- **Aim of the exercise**: Restate each entry below exactly; pictures stay out of the copy.
++++
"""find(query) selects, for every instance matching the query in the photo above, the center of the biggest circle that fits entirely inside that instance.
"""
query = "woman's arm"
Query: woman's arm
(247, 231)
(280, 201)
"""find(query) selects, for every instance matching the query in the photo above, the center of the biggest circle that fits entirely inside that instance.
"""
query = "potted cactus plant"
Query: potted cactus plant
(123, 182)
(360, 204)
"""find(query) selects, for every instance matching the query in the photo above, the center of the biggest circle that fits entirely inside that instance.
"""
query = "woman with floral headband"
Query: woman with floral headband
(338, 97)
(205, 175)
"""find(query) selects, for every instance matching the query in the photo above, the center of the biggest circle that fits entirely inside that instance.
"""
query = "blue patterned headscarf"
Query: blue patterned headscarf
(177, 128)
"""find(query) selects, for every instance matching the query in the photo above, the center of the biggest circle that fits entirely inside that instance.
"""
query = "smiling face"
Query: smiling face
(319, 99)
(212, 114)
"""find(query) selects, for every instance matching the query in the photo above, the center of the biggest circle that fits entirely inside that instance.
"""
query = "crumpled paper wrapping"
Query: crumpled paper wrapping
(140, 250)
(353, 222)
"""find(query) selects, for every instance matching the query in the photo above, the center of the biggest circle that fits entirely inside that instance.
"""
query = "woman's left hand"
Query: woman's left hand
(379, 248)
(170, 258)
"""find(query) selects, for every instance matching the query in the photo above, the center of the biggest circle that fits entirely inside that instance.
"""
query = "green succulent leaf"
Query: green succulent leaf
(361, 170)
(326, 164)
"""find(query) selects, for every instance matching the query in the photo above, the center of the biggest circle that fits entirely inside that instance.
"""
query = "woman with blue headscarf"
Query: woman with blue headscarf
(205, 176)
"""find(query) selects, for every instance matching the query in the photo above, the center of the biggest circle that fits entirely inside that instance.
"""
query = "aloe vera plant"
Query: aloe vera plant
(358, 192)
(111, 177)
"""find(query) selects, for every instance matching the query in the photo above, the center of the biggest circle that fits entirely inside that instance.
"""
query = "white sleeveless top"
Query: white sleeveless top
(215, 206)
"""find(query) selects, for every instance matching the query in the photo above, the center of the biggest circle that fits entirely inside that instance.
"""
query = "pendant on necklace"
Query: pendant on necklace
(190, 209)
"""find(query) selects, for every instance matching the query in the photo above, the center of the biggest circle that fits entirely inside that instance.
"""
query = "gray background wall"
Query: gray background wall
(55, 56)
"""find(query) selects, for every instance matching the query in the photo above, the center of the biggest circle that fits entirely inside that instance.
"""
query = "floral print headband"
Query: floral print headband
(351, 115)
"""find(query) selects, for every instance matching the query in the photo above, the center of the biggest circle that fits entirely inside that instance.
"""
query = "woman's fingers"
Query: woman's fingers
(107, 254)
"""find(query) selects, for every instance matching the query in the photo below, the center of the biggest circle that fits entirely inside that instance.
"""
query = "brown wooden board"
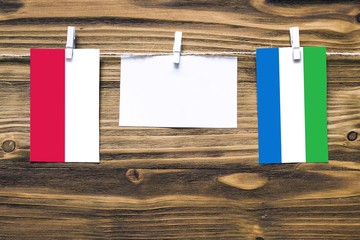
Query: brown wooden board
(166, 183)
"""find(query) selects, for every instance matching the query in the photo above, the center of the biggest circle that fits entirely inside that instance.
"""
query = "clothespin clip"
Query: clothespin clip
(70, 43)
(295, 42)
(177, 47)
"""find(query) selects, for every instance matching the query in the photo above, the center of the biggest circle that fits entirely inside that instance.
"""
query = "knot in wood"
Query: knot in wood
(135, 176)
(8, 146)
(352, 136)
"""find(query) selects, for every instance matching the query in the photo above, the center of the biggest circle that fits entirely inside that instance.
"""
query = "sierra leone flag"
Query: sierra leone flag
(292, 120)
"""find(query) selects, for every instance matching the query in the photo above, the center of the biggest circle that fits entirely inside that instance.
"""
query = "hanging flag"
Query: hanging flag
(64, 105)
(292, 119)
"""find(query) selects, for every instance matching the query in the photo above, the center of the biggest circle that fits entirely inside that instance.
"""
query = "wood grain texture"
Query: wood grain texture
(179, 183)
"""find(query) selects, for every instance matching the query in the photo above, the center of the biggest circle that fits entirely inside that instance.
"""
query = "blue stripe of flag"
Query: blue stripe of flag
(268, 95)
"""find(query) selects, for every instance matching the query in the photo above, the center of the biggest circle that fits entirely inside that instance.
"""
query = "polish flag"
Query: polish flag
(292, 119)
(64, 105)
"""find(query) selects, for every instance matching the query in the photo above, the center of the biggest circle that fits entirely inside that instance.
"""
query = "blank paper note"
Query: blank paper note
(200, 92)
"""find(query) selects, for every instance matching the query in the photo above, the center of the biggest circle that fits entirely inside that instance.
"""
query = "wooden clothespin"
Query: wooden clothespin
(177, 47)
(70, 43)
(295, 43)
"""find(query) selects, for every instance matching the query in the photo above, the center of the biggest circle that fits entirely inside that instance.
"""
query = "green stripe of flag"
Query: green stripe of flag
(315, 104)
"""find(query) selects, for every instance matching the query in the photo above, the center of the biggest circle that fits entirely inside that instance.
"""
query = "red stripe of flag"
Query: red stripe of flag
(47, 105)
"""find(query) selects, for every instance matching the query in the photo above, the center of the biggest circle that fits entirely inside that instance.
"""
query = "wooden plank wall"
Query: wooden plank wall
(180, 183)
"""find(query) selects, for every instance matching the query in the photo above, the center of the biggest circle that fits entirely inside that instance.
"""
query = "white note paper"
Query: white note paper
(200, 92)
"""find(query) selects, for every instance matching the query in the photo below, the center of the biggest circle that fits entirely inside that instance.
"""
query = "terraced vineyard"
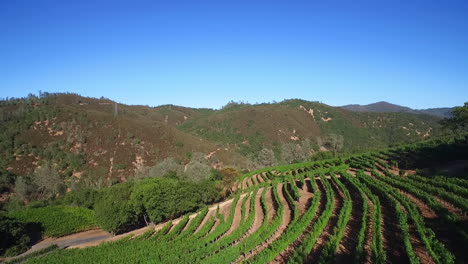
++++
- **Solution for this problem**:
"""find(query) selects, for every instance matching the query in the photo above, the center of the biggest circle that fits entirely inside that instance.
"""
query = "woman's arm"
Query: woman's arm
(247, 231)
(280, 201)
"""find(query) selects, for every instance matching the query in the photo above, the center of the biggest circle that fits entirely inside that instance.
"""
query = "potted cactus plant"
Query: potted cactus plant
(123, 182)
(360, 204)
"""find(query) selects, for every instance matching the query in the photo above, the center of the biggest circle that fits entirely inside that instance.
"""
query = "woman with floral headband"
Query: woman with floral headband
(338, 97)
(205, 175)
"""find(query) selects, for every instance matching the query in the photo above, the center of the biggest circle that fits entirely inside that instance.
"""
query = "blue patterned headscarf"
Query: blue patterned headscarf
(177, 128)
"""find(query) selects, for every instance matching the query in the photo above, the center of the biggest circle that fits entirely inside that instance.
"""
query = "smiling face"
Query: smiling face
(319, 99)
(212, 114)
"""find(query) selects, for every instance matching the query in the photo above, the center of the biggest circle that fits entirely inside that instance.
"""
query = "crumpled paper wrapping"
Query: crumpled paper wrapping
(140, 250)
(353, 222)
"""find(query) selects, for every instance matching the query in the photo above, the center of the biggest circle that fits entirely inside that instance.
"""
query = "woman's left hand"
Query: woman's left hand
(379, 248)
(170, 258)
"""find(query) selects, for every instance matching the query in the photo above, the center of the biggest circle that fits entirely inside that instance.
"""
query = "green succulent leaf"
Query: green succulent leaf
(361, 170)
(326, 164)
"""find(query) selects, for every instance matching the query in the photo above, the center of the biggest circle that fits entirely inside that instance.
"""
query = "woman with blue headscarf"
Query: woman with blue headscarf
(205, 176)
"""find(query) selects, for every instance matching the query in the photo above, the center of the biggest circle that fits entirely inside that instance.
"""
query = "aloe vera plant"
Query: aloe vera plant
(358, 192)
(111, 177)
"""find(query) selects, for every instance matching the query in the photo above, the center of the biggest circle that fits entirely inside that instance.
"""
query = "white sleeveless top"
Query: white sleeveless top
(215, 206)
"""find(query) selects, for every instance matching the query in the photo above, the center of the biggest circle that fits entirely inside that instance.
"""
query = "pendant on necklace"
Query: pendant on necklace
(190, 209)
"""find(query) selects, for every instance matching the query in the photo above, the center of the biggest circle that fits entirely inside that instance.
"""
query = "gray background wall"
Query: gray background wall
(55, 56)
"""find(query) selects, for every instance matching the query in the photo above, the center of the biggest circle that fits entirely inside that instance.
"""
query = "floral print headband"
Query: floral print headband
(351, 115)
"""find(query) selects, for every instance matching the query in the photo above, the center of the biggest circle that fits entirely inside that instance.
"""
query = "woman's fingers"
Query: woman's fingers
(107, 254)
"""find(query) selects, for every instance matching the query in the photo below, the center of the biggest circle that fits entirely inside that instance.
"""
query = "brown wooden board"
Query: brown wooden board
(166, 183)
"""find(query) selects, for every instance matching the query in the photo above, the center of the biggest circle that fits entirely inside that instance.
"""
query = "clothespin clip"
Query: clothespin clip
(70, 43)
(295, 42)
(177, 47)
"""find(query) selects, for every instance matching the query in the photo above, the center of the biggest circle that fits entirely inside that instance.
"""
query = "knot in wood"
Query: knot in wood
(135, 176)
(8, 146)
(352, 136)
"""find(query) selects, for every instance matching the query in the photo above, the center of the biggest circle that fits entirely inside that instance.
"""
query = "sierra leone flag"
Query: sierra leone flag
(292, 120)
"""find(query) selects, for every instance matching the query in the photo above, the center of the biggest circle that fits entirely inside that instance.
"""
query = "hanging flag"
Query: hanging flag
(64, 105)
(292, 119)
"""find(query) selects, for every instance matching the query in the photo above, the center of the biggest circle that fits entirely inside that instance.
"""
query = "wood grain texture"
Query: wood grain texture
(179, 183)
"""find(query) selects, for every instance matching the query in the photo above, the center of the biggest circle that fits entirely inside that instance.
"""
query = "blue stripe of flag"
Query: blue stripe of flag
(268, 95)
"""find(query) selects, for every instance matching the query in the photo above, the center of the biggest circle that fits entirely inside that instance.
"""
query = "polish flag"
Query: polish flag
(292, 119)
(64, 105)
"""find(query) selects, for every instance matching the query in the photo above, the center of the biggest circle that fits entirely inside that instance.
"""
query = "blank paper note"
Query: blank paper note
(200, 92)
"""find(query) selects, for every instance matching the query in the photo above, the center of the biggest circle that fits entirely inside that instance.
"""
query = "wooden clothespin"
Query: wooden clothespin
(177, 47)
(70, 43)
(295, 43)
"""find(query) selects, for every instance matching the query in the photo above, the center of the biggest circle that fits entirely inside that instance.
"""
query = "green stripe of flag"
Query: green stripe of flag
(315, 104)
"""find(query) selects, for every instance matching the query in the photo above, the center of the biggest circle that fits entirely inside that instance.
"""
query = "red stripe of flag"
Query: red stripe of flag
(47, 105)
"""find(query) selects, for every instance matching the query in the photo above, the center of the biggest circle that fits entirely inside that instance.
"""
query = "wooden plank wall"
Query: wooden plank wall
(180, 183)
"""find(query) selects, for every instance matching the query in the photo above, the center of the biggest circle that fits entirely inside that instance.
"""
query = "white note paper"
Query: white note paper
(200, 92)
"""find(query) selects, for every instance matching the query in the photo below, the center of the biggest circle that fits entirely inside that instance.
"""
query = "terraced vineyard"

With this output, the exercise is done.